** RECORDS follows **

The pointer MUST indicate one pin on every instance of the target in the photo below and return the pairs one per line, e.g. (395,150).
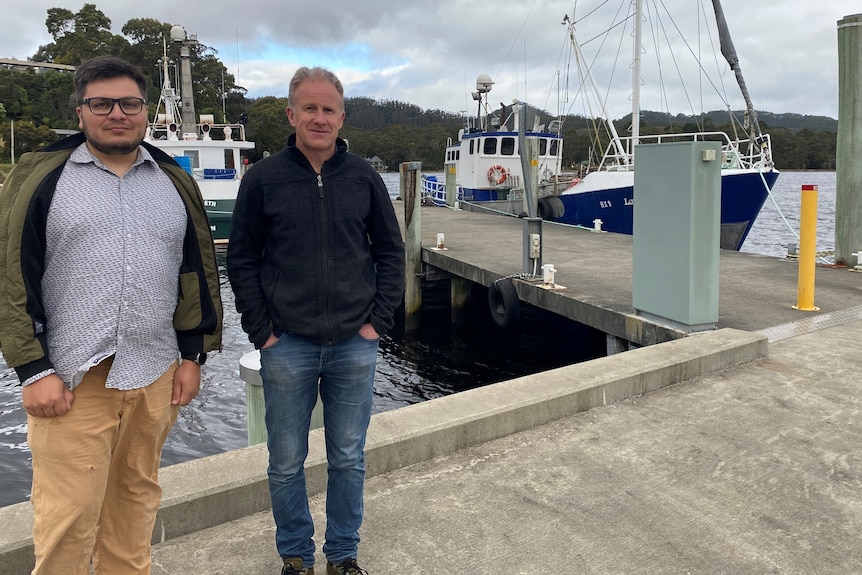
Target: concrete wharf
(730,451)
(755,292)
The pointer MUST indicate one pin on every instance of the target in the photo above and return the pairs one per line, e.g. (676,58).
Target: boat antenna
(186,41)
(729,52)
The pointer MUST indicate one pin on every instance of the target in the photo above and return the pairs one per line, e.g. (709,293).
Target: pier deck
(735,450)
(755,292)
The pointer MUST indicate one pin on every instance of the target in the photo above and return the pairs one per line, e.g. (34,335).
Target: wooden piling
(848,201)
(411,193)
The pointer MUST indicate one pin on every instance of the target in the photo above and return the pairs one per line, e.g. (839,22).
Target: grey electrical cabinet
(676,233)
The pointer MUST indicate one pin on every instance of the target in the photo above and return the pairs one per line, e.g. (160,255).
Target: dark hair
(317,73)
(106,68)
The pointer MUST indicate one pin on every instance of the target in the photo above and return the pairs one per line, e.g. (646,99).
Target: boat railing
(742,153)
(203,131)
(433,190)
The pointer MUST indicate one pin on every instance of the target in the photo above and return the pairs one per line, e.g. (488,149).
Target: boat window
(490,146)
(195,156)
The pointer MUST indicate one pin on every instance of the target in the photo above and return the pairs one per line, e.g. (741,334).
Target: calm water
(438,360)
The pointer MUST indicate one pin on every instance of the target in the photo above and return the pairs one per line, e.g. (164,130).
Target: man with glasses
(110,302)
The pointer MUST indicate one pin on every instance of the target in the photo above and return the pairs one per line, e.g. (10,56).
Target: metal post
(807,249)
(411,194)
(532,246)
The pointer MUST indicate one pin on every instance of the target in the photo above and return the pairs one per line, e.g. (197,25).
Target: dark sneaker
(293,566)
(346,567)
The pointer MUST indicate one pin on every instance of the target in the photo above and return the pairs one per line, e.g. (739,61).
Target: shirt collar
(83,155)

** End of RECORDS **
** RECORDS follows **

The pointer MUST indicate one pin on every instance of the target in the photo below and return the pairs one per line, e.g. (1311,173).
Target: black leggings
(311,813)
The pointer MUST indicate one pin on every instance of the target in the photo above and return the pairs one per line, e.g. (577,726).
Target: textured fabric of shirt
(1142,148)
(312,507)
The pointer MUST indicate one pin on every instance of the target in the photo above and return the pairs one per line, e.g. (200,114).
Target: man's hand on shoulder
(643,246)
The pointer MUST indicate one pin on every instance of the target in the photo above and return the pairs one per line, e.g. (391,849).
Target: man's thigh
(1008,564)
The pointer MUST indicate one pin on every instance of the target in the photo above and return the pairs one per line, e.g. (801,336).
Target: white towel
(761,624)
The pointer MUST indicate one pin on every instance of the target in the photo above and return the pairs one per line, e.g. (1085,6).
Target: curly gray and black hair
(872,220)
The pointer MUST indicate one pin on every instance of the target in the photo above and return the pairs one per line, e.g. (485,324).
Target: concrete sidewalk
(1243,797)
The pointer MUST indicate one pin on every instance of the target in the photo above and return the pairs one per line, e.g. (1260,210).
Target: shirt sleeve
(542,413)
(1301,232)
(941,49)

** End of RECORDS **

### HOW TO COMPLETE THIS TASK
For every line in the listing above that contains "below", copy that line.

### TASK RESULT
The pointer MUST indicate one pin on every instance of the target in the photo below and return the pairs one per line, e.g. (395,150).
The pointer MUST indicate one pin on every instance of the target in the photo below and return the pairs one per line, e.g. (1311,173).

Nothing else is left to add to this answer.